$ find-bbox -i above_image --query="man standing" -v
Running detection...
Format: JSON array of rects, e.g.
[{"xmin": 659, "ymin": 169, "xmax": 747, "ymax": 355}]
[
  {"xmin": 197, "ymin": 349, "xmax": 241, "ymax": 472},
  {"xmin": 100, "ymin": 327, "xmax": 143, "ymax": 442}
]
________
- O PEDIDO -
Reescreva as entradas trocando "man standing" por "person walking" e deixando todo o resto igual.

- RESULTADO FINAL -
$ find-bbox -i above_image --query="person walking" -v
Running detection...
Format: JSON array of rects, e.g.
[{"xmin": 659, "ymin": 169, "xmax": 747, "ymax": 355}]
[
  {"xmin": 197, "ymin": 349, "xmax": 241, "ymax": 472},
  {"xmin": 100, "ymin": 327, "xmax": 143, "ymax": 442}
]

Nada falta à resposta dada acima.